Task: Find "Pick out the young" in the data, then restate the line it sits in and every later line word for word, ending with the last line.

Coordinate labeling data
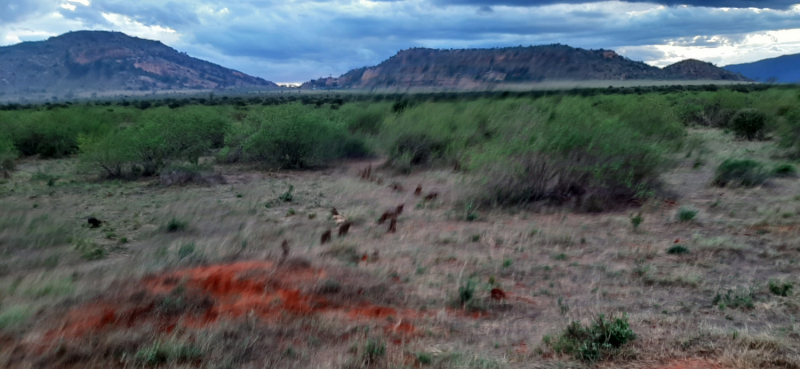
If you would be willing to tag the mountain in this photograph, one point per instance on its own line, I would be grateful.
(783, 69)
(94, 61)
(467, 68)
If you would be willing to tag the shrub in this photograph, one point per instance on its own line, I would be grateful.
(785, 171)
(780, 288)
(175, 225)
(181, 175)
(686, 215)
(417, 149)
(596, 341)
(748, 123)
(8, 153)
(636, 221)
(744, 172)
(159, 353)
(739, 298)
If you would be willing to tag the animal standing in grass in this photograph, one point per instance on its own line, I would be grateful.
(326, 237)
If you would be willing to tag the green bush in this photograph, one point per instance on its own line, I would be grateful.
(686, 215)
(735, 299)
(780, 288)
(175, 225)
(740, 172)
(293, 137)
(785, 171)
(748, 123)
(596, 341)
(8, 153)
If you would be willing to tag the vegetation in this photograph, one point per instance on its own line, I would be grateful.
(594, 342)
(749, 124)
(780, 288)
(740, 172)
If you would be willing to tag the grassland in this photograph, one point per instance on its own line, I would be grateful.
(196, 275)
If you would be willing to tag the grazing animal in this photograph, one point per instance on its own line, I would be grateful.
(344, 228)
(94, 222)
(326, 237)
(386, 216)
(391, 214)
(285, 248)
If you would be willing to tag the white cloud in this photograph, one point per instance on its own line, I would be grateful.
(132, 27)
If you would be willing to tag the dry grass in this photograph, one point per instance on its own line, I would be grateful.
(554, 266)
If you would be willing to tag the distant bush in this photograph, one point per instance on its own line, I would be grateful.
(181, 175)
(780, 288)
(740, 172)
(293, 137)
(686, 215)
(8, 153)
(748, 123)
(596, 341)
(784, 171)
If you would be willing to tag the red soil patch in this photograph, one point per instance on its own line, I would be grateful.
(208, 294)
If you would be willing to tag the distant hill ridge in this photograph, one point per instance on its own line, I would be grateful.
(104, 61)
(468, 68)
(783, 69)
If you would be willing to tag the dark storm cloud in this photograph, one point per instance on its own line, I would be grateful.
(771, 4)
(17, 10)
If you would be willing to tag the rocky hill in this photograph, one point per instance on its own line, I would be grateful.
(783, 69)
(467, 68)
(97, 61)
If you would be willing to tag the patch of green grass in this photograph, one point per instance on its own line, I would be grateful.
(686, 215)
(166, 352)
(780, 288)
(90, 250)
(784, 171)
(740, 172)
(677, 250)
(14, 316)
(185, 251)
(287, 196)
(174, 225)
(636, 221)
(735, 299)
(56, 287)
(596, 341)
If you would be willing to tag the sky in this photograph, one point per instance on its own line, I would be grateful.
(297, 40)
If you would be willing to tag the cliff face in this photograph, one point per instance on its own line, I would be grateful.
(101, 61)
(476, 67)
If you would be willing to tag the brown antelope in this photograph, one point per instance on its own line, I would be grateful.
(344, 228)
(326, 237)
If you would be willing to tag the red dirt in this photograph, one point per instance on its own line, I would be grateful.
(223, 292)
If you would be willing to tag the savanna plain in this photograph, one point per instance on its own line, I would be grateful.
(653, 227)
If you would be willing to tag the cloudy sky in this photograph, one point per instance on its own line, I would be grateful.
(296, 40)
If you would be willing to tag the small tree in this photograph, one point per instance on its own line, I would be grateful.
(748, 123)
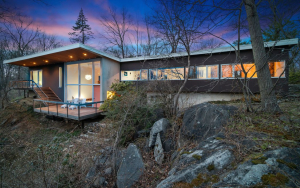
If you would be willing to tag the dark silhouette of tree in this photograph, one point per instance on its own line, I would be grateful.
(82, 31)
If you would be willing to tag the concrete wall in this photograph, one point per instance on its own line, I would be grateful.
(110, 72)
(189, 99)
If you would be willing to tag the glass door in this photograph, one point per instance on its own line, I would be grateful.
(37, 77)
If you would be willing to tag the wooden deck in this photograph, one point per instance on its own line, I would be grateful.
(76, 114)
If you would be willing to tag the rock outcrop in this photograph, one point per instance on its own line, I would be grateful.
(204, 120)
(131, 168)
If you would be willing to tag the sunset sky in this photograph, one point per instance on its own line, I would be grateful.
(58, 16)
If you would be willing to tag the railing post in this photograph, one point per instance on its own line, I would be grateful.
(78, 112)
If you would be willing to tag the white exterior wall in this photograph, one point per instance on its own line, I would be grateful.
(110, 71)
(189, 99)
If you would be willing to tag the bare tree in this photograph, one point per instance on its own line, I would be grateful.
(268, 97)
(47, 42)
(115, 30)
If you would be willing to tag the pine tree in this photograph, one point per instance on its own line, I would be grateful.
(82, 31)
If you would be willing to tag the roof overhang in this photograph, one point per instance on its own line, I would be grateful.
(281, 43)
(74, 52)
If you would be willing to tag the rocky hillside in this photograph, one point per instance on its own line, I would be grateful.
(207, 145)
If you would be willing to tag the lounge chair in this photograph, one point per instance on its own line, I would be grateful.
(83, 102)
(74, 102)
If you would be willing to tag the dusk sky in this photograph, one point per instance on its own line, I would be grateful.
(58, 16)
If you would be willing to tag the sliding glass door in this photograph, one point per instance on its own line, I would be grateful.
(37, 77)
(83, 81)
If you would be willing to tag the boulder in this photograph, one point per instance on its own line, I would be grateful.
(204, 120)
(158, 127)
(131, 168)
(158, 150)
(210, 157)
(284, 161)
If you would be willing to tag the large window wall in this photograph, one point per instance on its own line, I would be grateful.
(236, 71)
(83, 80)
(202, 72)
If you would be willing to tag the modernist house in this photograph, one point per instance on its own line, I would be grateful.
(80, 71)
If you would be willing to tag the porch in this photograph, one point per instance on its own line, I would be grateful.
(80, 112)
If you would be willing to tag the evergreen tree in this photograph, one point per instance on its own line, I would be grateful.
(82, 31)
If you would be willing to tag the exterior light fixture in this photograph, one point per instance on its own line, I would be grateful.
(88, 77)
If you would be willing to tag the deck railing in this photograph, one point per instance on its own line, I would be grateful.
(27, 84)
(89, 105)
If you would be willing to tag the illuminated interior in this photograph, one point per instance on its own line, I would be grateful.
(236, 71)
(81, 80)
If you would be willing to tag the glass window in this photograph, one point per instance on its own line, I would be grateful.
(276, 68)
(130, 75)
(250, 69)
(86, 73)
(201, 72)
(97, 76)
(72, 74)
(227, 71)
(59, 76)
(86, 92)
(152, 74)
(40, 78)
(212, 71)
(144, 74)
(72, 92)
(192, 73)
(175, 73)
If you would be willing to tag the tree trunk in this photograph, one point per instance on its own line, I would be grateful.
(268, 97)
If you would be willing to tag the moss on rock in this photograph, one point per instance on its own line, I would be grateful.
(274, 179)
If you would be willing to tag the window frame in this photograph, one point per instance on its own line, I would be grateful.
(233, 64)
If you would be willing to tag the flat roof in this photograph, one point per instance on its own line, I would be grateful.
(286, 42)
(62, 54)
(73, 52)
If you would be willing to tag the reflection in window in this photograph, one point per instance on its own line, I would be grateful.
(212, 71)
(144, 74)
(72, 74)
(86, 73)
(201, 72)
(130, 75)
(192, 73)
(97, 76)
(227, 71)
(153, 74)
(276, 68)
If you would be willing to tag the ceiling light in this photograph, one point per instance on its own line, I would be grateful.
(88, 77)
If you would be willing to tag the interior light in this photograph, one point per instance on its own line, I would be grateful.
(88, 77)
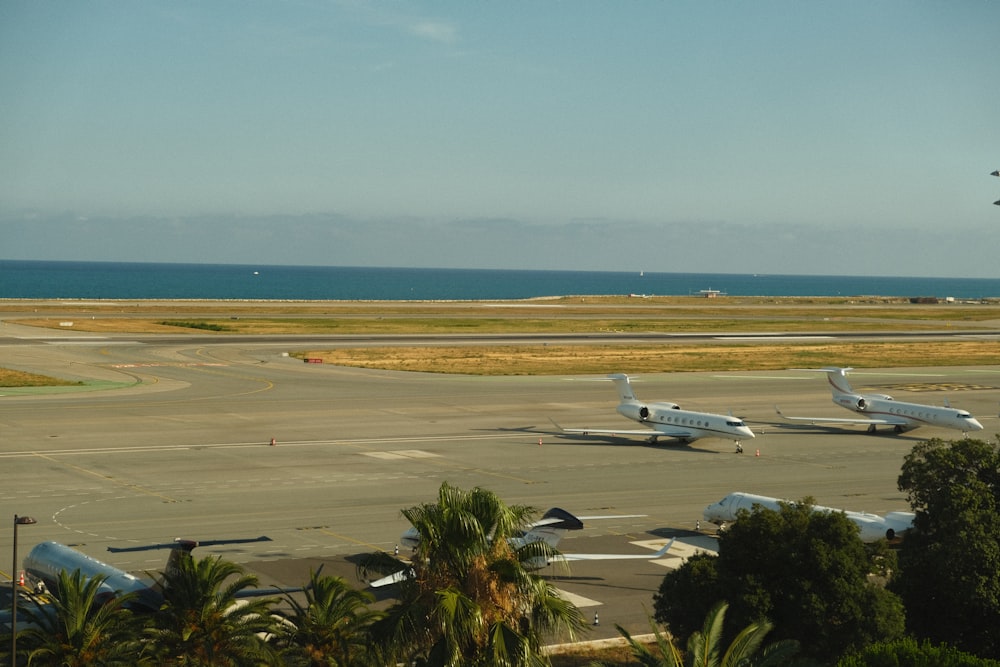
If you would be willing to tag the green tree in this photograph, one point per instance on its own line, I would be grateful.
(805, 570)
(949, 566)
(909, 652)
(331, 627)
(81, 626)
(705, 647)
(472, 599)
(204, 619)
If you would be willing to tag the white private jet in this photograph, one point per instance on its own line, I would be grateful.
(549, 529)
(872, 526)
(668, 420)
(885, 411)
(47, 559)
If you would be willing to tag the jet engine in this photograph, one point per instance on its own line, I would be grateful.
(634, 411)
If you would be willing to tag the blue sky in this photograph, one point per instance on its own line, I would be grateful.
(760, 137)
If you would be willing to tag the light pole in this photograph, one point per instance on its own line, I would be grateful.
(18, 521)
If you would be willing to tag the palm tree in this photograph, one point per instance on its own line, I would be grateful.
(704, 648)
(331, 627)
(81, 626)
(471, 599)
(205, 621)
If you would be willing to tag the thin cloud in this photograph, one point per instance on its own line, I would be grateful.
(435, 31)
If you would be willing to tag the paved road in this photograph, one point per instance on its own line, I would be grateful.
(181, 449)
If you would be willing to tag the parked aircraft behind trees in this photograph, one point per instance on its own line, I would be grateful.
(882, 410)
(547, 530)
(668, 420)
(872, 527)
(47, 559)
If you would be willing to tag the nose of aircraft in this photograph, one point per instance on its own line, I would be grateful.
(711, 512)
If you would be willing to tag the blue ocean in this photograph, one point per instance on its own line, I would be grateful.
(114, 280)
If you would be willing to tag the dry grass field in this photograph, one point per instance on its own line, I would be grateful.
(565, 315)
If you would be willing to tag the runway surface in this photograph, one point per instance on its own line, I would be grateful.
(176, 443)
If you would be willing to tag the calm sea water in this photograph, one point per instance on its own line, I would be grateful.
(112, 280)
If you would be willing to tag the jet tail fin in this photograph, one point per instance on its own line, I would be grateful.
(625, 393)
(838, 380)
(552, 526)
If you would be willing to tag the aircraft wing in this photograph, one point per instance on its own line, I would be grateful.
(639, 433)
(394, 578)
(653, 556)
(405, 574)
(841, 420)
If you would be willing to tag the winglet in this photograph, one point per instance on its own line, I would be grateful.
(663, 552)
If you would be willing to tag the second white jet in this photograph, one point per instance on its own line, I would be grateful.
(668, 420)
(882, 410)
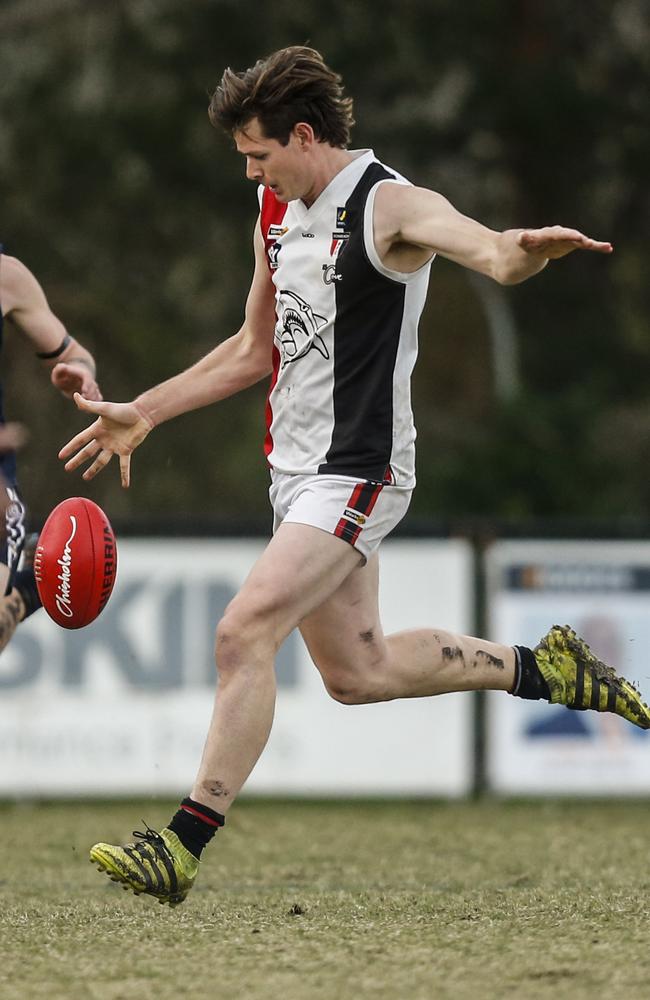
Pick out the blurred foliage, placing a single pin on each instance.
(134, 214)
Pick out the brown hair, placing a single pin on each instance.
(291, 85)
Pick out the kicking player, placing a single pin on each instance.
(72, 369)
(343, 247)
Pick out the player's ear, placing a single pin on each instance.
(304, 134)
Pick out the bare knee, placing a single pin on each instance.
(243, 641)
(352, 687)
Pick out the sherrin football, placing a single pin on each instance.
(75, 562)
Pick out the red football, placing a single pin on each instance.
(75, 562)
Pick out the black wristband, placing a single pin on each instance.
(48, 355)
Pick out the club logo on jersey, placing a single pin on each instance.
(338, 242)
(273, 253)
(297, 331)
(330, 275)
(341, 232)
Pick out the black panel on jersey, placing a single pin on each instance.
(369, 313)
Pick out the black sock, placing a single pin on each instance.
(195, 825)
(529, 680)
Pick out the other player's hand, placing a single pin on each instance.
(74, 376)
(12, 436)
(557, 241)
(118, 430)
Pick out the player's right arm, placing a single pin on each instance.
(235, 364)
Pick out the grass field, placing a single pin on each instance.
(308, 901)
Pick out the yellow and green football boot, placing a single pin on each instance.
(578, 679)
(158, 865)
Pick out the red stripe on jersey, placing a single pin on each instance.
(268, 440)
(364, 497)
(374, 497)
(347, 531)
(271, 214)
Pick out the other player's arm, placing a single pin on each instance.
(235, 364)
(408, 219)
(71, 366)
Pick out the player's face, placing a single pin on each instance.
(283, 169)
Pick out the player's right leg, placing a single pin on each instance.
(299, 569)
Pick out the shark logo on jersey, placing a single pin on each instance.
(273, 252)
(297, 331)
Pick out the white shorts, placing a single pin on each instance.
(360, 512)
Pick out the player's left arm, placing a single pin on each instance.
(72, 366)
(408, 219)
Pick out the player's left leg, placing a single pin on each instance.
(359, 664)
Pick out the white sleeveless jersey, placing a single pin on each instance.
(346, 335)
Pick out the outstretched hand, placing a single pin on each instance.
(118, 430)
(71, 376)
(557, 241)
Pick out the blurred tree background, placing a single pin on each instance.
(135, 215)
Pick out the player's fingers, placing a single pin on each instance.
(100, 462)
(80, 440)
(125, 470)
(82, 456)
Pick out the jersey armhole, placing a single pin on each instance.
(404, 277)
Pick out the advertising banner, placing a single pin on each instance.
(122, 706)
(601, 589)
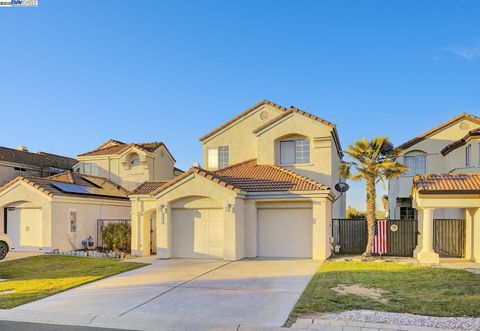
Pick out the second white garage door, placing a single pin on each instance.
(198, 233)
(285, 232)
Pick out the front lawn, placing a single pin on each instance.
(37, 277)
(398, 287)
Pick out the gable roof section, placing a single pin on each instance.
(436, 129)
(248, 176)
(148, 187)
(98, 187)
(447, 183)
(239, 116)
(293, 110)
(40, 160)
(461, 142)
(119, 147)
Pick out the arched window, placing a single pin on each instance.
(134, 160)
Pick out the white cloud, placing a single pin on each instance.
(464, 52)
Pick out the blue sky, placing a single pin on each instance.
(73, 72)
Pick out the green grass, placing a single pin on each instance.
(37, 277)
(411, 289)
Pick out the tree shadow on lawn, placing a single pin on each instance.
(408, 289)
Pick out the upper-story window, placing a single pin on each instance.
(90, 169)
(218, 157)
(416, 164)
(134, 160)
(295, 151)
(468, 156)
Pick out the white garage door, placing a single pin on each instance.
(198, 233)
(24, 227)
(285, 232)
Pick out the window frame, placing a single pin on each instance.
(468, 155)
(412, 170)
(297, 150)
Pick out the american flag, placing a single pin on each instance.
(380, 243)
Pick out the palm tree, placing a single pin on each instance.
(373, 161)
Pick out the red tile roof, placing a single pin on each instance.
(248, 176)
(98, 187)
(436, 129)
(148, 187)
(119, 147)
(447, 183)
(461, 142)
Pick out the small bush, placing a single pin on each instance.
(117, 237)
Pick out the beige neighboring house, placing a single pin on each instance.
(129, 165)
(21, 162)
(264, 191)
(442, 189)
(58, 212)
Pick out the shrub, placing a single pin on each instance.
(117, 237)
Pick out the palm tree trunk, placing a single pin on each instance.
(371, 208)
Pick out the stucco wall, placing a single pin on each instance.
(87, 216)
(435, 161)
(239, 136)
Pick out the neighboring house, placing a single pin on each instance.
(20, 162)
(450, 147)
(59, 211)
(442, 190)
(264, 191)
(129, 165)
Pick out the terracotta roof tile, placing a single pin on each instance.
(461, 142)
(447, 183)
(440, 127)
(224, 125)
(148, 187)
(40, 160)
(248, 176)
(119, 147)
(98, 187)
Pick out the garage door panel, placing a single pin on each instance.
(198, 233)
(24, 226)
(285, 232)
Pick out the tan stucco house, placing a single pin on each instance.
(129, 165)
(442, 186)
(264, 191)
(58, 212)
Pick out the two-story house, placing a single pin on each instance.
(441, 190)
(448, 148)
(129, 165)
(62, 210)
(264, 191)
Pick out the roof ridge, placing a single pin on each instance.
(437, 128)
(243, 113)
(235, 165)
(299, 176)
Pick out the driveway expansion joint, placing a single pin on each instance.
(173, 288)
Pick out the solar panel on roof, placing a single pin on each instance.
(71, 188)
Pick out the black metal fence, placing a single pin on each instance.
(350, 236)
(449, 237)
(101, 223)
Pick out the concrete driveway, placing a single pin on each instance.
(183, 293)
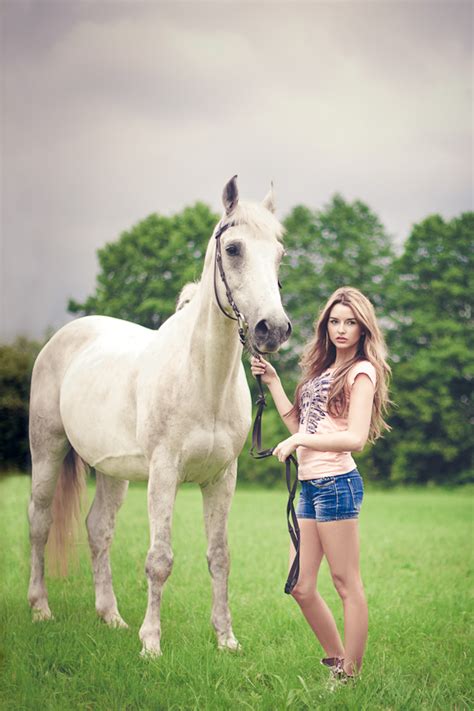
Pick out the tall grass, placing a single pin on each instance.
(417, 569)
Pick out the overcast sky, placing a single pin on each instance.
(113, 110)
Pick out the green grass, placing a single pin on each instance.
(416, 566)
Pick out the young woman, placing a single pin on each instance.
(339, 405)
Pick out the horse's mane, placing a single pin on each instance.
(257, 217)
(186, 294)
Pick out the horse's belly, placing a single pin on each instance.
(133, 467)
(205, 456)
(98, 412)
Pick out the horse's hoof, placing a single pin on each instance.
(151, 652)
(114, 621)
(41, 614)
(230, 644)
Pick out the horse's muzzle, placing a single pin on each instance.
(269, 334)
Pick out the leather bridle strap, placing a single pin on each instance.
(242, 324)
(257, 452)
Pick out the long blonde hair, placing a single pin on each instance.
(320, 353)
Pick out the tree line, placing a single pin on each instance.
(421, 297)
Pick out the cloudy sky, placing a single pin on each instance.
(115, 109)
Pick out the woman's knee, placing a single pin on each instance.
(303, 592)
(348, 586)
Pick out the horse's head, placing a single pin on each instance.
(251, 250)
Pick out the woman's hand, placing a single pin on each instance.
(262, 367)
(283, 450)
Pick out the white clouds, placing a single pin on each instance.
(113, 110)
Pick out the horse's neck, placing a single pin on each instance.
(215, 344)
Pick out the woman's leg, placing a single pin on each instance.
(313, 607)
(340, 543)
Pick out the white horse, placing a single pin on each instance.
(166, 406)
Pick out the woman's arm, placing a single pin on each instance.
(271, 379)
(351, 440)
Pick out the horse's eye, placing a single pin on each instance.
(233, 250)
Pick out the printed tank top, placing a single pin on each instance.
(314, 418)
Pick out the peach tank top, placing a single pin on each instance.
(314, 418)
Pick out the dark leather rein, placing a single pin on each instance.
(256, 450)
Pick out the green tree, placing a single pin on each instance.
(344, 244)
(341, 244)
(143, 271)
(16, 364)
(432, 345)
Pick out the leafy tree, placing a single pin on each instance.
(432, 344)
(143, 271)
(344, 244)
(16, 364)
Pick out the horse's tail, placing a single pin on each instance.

Written response:
Pick out the young woman, placing a single pin on each instance.
(339, 405)
Pick out the horse's mane, placing a single pin on each instance.
(257, 217)
(186, 294)
Pick out the horse's belly, placing a single pin on each instance.
(133, 467)
(205, 456)
(98, 412)
Pick out the horse's hoof, placing a single pin on each instance.
(151, 652)
(114, 621)
(41, 614)
(230, 644)
Pick out the horse's muzzle, placing a single pin on each instance.
(269, 334)
Pick out the leather bridle strap, placing a single pin on each instance.
(242, 324)
(257, 452)
Pick out the long blonde hair, placing a single pin on each instance.
(320, 353)
Pick out the tree line, placing a single pin on each instance.
(421, 297)
Pick out the cloudy sky, placing a single pin on each instance.
(115, 109)
Pick out the woman's knee, placing a single pin on each instance.
(303, 592)
(348, 586)
Pick out the horse's head, placing a single pin on each instance.
(251, 250)
Pick out the woman's hand, placing a single pin on each instance.
(262, 367)
(283, 450)
Pick out the white clouds, placing a single pin on each instance.
(113, 110)
Pick out the horse's neck, placing a single pin on each instance.
(215, 344)
Pick out the woman's leg, placing a single pin on each instance.
(313, 607)
(340, 543)
Pick out the white horse, placing a single pin on each instance.
(166, 406)
Pick out the woman's arm, placing a single pin on each instance.
(271, 379)
(351, 440)
Pick out the horse's eye, placing a single pin on each instance.
(233, 250)
Pick out the printed tank top, placing a single pin on each instance.
(314, 418)
Pick out the peach tank top, placing a single pin on each instance.
(314, 418)
Pick out the dark leather rein, placing a single pin on each instance.
(256, 450)
Pick out the green tree, placing a single pin on each instance.
(344, 244)
(341, 244)
(143, 271)
(16, 364)
(432, 345)
Pick out the leafy tree, placing a single pin on each instance.
(432, 344)
(143, 271)
(344, 244)
(16, 364)
Pick out the horse's tail, placing a single pin on each instance.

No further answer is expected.